• Data lines
—————
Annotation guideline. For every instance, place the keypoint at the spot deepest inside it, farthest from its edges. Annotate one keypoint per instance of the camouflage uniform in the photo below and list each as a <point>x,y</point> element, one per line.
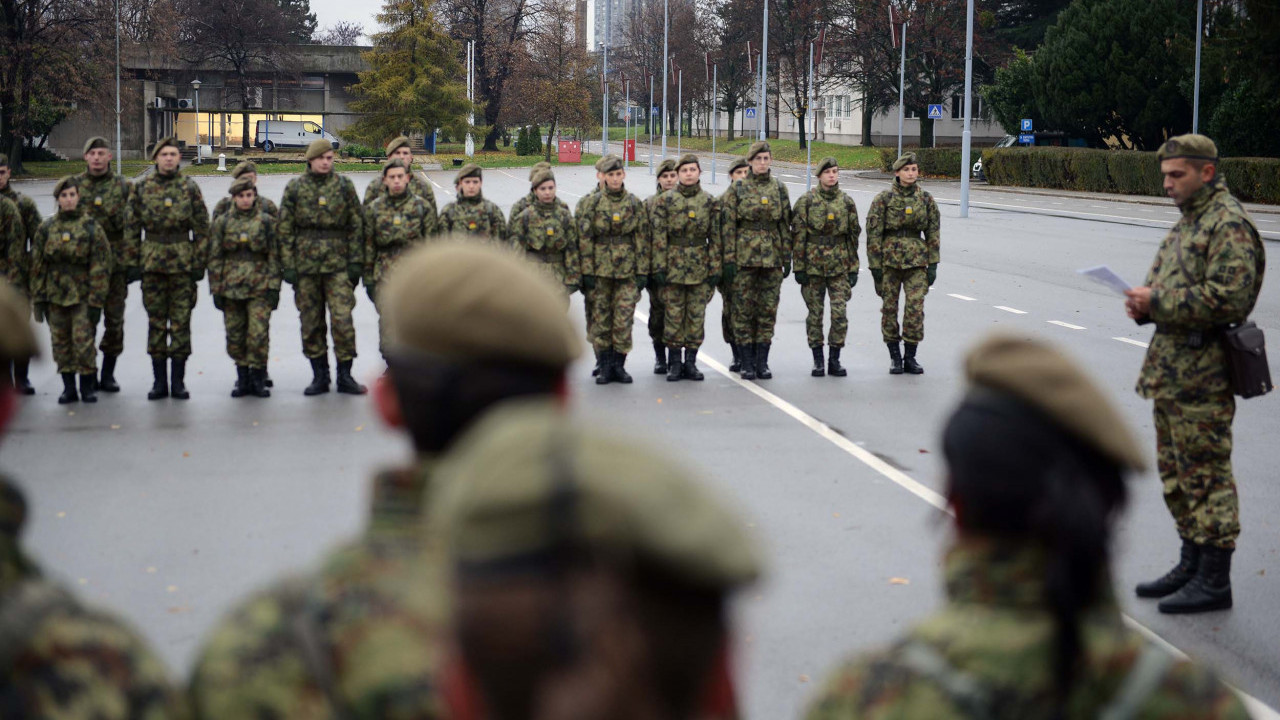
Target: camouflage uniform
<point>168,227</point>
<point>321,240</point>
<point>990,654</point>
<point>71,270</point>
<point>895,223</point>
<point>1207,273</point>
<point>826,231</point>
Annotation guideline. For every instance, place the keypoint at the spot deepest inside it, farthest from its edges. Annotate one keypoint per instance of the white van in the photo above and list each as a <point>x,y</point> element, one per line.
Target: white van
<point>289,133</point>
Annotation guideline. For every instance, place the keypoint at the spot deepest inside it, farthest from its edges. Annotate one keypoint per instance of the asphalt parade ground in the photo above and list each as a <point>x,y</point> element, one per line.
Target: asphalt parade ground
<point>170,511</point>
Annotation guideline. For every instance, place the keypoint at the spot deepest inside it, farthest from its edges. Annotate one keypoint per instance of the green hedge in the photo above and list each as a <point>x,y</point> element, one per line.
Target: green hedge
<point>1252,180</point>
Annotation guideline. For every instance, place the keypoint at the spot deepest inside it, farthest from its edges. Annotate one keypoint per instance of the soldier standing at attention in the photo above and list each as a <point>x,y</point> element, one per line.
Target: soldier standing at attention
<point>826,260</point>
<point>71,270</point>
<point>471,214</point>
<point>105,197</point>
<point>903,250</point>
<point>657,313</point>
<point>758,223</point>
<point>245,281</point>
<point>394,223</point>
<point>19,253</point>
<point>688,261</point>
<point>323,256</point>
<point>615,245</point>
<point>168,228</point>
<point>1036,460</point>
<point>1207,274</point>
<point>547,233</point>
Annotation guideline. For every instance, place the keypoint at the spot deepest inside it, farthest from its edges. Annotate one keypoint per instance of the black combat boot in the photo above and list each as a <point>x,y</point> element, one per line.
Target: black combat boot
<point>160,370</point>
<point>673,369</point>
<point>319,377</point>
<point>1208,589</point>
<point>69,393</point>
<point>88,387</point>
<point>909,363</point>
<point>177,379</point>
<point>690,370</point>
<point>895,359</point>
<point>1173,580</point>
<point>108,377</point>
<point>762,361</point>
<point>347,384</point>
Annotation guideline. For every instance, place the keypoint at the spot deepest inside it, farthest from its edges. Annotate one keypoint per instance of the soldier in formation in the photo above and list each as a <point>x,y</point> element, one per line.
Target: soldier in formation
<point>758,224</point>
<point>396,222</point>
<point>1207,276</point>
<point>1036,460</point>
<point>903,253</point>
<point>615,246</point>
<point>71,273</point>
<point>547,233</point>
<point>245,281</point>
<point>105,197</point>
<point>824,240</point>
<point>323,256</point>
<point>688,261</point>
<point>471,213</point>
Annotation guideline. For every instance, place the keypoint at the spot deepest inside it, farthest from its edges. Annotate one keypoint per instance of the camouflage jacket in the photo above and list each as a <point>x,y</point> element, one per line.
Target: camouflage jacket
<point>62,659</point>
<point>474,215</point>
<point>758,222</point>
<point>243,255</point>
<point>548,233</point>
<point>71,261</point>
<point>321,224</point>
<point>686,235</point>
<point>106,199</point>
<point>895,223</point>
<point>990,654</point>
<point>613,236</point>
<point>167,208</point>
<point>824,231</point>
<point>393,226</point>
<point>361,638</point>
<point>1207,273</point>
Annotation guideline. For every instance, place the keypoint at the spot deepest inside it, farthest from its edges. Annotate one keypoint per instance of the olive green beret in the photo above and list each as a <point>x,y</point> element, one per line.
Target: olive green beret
—————
• Goal of the exercise
Change every "keypoint" in the records to "marker" and give them again with nothing else altered. Leave the pictures out.

• Response below
Annotation guideline. For every instance, place the marker at the spot deepest inside it, farthest from its edges. Annotate one marker per instance of the camouflage uniform in the photo below and list each as a <point>x,y</point> element, one per line.
Target: camouflage uniform
<point>168,227</point>
<point>321,240</point>
<point>990,654</point>
<point>71,270</point>
<point>895,223</point>
<point>1207,273</point>
<point>826,231</point>
Annotation guideline. For every instance, place the marker at the spot deepest inside it, farthest from its edges. Annotate one marker per instance of the white van in the photo above and list each as a <point>x,y</point> element, one per line.
Target: white van
<point>289,133</point>
Annotation guideline. For every instance, place the marker at the spot deepest inside it, farthest from its edges. Annotate one marker per instance of the asphalt parade ground in the photo above and list each as a <point>x,y</point> element, one per line.
Target: asphalt parade ground
<point>170,511</point>
Annotation guideline. For every instance, place the marker at the spot deepest inside it, farthest from its edges. Annotate one marker per instance of the green hedge in the photo above and list each as a <point>x,y</point> element, one per line.
Target: green hedge
<point>1252,180</point>
Annotation guideline. For every instance, place the marker at the spot deepest inside it, farthest from its edges. Annotate one marker per instance of the soldier standing at attention in the photo above and list each as a <point>x,y</point> element, one per line.
Target: soldier standing at attention
<point>826,260</point>
<point>71,270</point>
<point>471,214</point>
<point>105,197</point>
<point>903,250</point>
<point>657,313</point>
<point>758,223</point>
<point>245,281</point>
<point>394,223</point>
<point>19,253</point>
<point>688,261</point>
<point>323,256</point>
<point>615,245</point>
<point>168,228</point>
<point>1036,460</point>
<point>1207,274</point>
<point>547,233</point>
Annotation guideline. For every instance, place the marker at the spot deepest inside it, farthest from its edges. Annotate one marker per instance of the black combat boot in the photo above and list each as a <point>x,y</point> element, one per line.
Target: black combat boot
<point>160,370</point>
<point>673,369</point>
<point>319,377</point>
<point>1208,589</point>
<point>69,393</point>
<point>88,387</point>
<point>909,363</point>
<point>177,379</point>
<point>690,370</point>
<point>895,359</point>
<point>1173,580</point>
<point>108,377</point>
<point>762,361</point>
<point>347,384</point>
Annotation guideline. For every instance, place the marker at the spot deepest inside it, farthest from its edges. Annotate one marker per instance of the soldier in formation in the photo above and list each as a <point>x,y</point> element, one per line.
Target: soldier in formation
<point>758,224</point>
<point>396,222</point>
<point>1207,276</point>
<point>1036,460</point>
<point>903,253</point>
<point>615,246</point>
<point>71,273</point>
<point>547,233</point>
<point>245,281</point>
<point>105,197</point>
<point>824,240</point>
<point>323,256</point>
<point>688,261</point>
<point>471,213</point>
Annotation guideline. For every instance, place the marker at the spot deepest inside it, farthest from its edges. Annotate one marker per instance of the camouflage jacket in the photo above and list each as a <point>x,y</point> element, one per line.
Target: camouflage jacket
<point>62,659</point>
<point>474,215</point>
<point>758,222</point>
<point>243,255</point>
<point>548,233</point>
<point>71,261</point>
<point>321,224</point>
<point>686,235</point>
<point>106,199</point>
<point>895,223</point>
<point>990,654</point>
<point>613,236</point>
<point>167,208</point>
<point>824,231</point>
<point>393,226</point>
<point>361,638</point>
<point>1207,273</point>
Annotation guideline. For every instance, place the marker at the spot deepest inside it, farthest from its edges. Annotate one marker per instance of the olive green beret in the photo above and list each as a <point>x,y</point> element, one per line.
Target: olive green beret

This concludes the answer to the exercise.